> AIM OF THE EXERCISE
Copy every one of the following items word for word, keeping their lines in the same order.

#### SUPPLIED MATERIAL

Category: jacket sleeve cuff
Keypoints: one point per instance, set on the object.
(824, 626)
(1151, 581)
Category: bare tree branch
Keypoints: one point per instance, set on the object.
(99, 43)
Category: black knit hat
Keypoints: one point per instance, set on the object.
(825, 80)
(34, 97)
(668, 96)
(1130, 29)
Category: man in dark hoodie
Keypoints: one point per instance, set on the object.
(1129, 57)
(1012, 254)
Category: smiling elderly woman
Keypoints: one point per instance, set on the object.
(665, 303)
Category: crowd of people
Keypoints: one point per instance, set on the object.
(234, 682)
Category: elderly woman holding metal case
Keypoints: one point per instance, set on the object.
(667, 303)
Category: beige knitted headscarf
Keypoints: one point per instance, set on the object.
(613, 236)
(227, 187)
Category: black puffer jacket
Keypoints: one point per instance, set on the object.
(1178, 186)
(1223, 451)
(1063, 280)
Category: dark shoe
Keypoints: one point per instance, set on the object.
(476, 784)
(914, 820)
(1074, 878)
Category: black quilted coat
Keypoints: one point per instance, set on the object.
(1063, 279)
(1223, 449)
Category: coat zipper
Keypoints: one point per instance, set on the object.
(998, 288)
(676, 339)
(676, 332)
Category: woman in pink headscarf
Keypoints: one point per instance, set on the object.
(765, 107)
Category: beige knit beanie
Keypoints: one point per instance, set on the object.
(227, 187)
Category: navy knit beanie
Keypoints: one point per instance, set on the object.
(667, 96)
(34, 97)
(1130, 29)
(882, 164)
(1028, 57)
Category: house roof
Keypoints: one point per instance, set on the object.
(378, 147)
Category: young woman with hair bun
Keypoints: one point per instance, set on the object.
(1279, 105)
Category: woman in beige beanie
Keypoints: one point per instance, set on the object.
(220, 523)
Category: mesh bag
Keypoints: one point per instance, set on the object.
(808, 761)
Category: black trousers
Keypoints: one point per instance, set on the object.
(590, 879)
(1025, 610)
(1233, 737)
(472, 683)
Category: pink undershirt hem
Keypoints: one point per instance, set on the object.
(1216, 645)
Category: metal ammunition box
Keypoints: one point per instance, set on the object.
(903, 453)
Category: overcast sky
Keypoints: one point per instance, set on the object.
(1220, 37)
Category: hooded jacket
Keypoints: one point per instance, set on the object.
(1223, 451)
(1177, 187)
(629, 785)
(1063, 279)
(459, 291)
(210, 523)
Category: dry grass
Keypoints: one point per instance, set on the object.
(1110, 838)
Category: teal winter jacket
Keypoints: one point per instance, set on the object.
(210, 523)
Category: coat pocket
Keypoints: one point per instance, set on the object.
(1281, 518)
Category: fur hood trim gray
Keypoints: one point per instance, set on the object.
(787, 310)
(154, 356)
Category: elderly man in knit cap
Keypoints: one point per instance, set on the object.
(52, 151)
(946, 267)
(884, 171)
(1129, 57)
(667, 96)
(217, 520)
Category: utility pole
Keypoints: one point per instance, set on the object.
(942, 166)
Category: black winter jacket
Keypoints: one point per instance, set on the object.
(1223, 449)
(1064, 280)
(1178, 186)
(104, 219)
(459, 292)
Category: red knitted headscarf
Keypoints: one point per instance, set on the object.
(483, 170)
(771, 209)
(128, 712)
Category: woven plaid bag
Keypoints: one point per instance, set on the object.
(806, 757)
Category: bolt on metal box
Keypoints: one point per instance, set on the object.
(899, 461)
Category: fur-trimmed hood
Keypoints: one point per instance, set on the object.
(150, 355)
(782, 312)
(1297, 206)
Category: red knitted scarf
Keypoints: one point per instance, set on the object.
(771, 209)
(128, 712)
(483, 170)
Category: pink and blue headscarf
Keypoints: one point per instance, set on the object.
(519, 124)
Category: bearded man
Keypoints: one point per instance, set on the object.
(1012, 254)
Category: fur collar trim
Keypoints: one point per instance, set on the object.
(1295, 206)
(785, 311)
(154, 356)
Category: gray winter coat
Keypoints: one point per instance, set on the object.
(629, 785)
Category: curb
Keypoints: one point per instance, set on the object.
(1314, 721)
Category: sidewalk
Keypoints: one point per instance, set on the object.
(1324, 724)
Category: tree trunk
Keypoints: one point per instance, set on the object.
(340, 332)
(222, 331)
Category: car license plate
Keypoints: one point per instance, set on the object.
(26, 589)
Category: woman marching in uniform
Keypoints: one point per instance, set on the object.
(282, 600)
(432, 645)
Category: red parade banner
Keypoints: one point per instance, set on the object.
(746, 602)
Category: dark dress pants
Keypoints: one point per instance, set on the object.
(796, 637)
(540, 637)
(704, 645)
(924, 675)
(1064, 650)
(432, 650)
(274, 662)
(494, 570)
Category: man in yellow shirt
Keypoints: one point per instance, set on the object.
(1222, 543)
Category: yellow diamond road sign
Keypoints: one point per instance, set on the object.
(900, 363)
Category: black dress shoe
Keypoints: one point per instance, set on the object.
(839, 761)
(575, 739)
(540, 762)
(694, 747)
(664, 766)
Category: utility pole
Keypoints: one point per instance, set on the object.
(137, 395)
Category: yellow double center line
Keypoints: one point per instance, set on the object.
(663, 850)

########

> FULL SOLUTION
Category: jacket sleeve cuff
Keypoints: one point per instance, set on the object.
(824, 626)
(1151, 581)
Category: bare tree branch
Keypoints: one point per instance, set on the object.
(99, 43)
Category: black knit hat
Keypoints: one point per instance, set on the object.
(825, 80)
(34, 97)
(668, 96)
(1130, 29)
Category: man in dark hoodie
Keypoints: one point per instance, set on the object.
(1129, 57)
(1012, 254)
Category: smiling elderly woman
Keypoints: one point per instance, set on the object.
(665, 303)
Category: crowd of people
Keypoints: one point per instance, set on the object.
(234, 682)
Category: elderly woman holding metal case
Keypoints: one point per instance, set on the object.
(667, 303)
Category: beige knitted headscarf
Keypoints: one point per instance, set on the object.
(613, 236)
(227, 187)
Category: black puffer jacket
Keypoints: one point per instance, set on the object.
(1178, 186)
(1223, 451)
(1063, 280)
Category: dark shoe
Keypoints: one point per instance, set on the object.
(476, 784)
(914, 820)
(1074, 878)
Category: black quilted coat
Keypoints: one point per instance, set on the object.
(1063, 279)
(1223, 449)
Category: coat zipper
Keypoints: one point per instance, set on the object.
(998, 288)
(676, 339)
(676, 332)
Category: woman in pink headscarf
Keypoints: one point per instance, set on the object.
(765, 107)
Category: beige knit beanie
Keypoints: one point per instance, set on the object.
(227, 187)
Category: navy knit beanie
Keypoints: one point per instance, set on the object.
(667, 96)
(34, 97)
(1130, 29)
(882, 164)
(1028, 57)
Category: house roof
Keypoints: one point per instance, set on the object.
(378, 147)
Category: young woman with hair bun
Keypoints: one point per instance, set on the object.
(1279, 105)
Category: woman in beige beanie
Keypoints: one point per instance, set on the object.
(220, 523)
Category: mesh bag
Keypoints: one point per instance, set on the object.
(808, 761)
Category: black trousers
Keypoints: one point per instance, set on the object.
(590, 879)
(1025, 610)
(1233, 737)
(472, 683)
Category: pink undershirt hem
Keypoints: one point per instance, set on the object.
(1216, 645)
Category: metal ammunition box
Keypoints: one point per instance, set on the object.
(903, 453)
Category: overcast sky
Keypoints: one point per instance, set on the object.
(1220, 37)
Category: hooded jacket
Keypoints: one point per instance, set on the object.
(1223, 451)
(1177, 187)
(629, 785)
(1063, 279)
(459, 291)
(210, 523)
Category: dry grass
Keypoints: one point per instance, set on the object.
(1110, 838)
Category: teal winter jacket
Keypoints: one point per instance, set on the object.
(210, 523)
Category: coat pocket
Keypoints: one point per instance, set on the object.
(1281, 518)
Category: fur hood trim gray
Keypoints: one point per instance, set on the object.
(787, 310)
(154, 356)
Category: elderly man in knit cap
Keypoints: one point per instance, set on the object.
(52, 151)
(946, 267)
(884, 171)
(1129, 57)
(667, 96)
(217, 520)
Category: utility pole
Keypoints: one point per instance, set on the object.
(942, 166)
Category: black winter jacket
Keypoints: one point per instance, set on the object.
(1223, 449)
(1064, 280)
(1178, 186)
(104, 219)
(459, 292)
Category: red knitted headscarf
Keypoints: one point per instance, set on the object.
(483, 170)
(771, 209)
(128, 712)
Category: woven plaid bag
Keypoints: one point per instance, set on the object.
(806, 757)
Category: bolt on metal box
Keypoints: one point per instance, set on the object.
(899, 461)
Category: fur-trimmed hood
Keypoints: one point per instance, set on the object.
(150, 355)
(782, 312)
(1297, 206)
Category: red knitted scarf
Keypoints: one point per instance, set on the object.
(771, 209)
(128, 712)
(483, 170)
Category: pink and blue headscarf
Keypoints: one point per instance, set on the object.
(519, 124)
Category: bearded man
Keypoints: one point per instance, set on the object.
(1012, 254)
Category: fur collar trim
Keypoints: one point per instance, set on the object.
(1295, 206)
(785, 311)
(154, 356)
Category: gray winter coat
Keypoints: one point per instance, set on the object.
(629, 785)
Category: curb
Keypoints: one point per instance, set on the object.
(1314, 721)
Category: sidewalk
Keypoints: one point per instance, set on the object.
(1324, 724)
Category: tree trunk
Keypoints: one point per instance, set on the object.
(340, 332)
(222, 331)
Category: car license plate
Keypoints: one point per instance, set on the object.
(26, 589)
Category: woman marching in uniform
Keypoints: one point per instance, set on the object.
(282, 600)
(432, 645)
Category: red parade banner
Keypoints: one point per instance, set on the object.
(746, 602)
Category: dark dress pants
Keypoints: one point per instance, set on the object.
(796, 637)
(540, 637)
(704, 645)
(924, 675)
(1064, 650)
(432, 650)
(274, 662)
(494, 570)
Category: man in yellow shirt
Keypoints: one point per instance, set on the object.
(1222, 543)
Category: yellow diamond road sign
Keypoints: one point per instance, set on the object.
(900, 363)
Category: black dress shoe
Keypoints: one point per instance, set on the object.
(839, 761)
(575, 739)
(540, 762)
(694, 747)
(664, 766)
Category: utility pole
Keypoints: one point per instance, set on the object.
(137, 395)
Category: yellow double center line
Keypoints: one point per instance, set on the object.
(663, 850)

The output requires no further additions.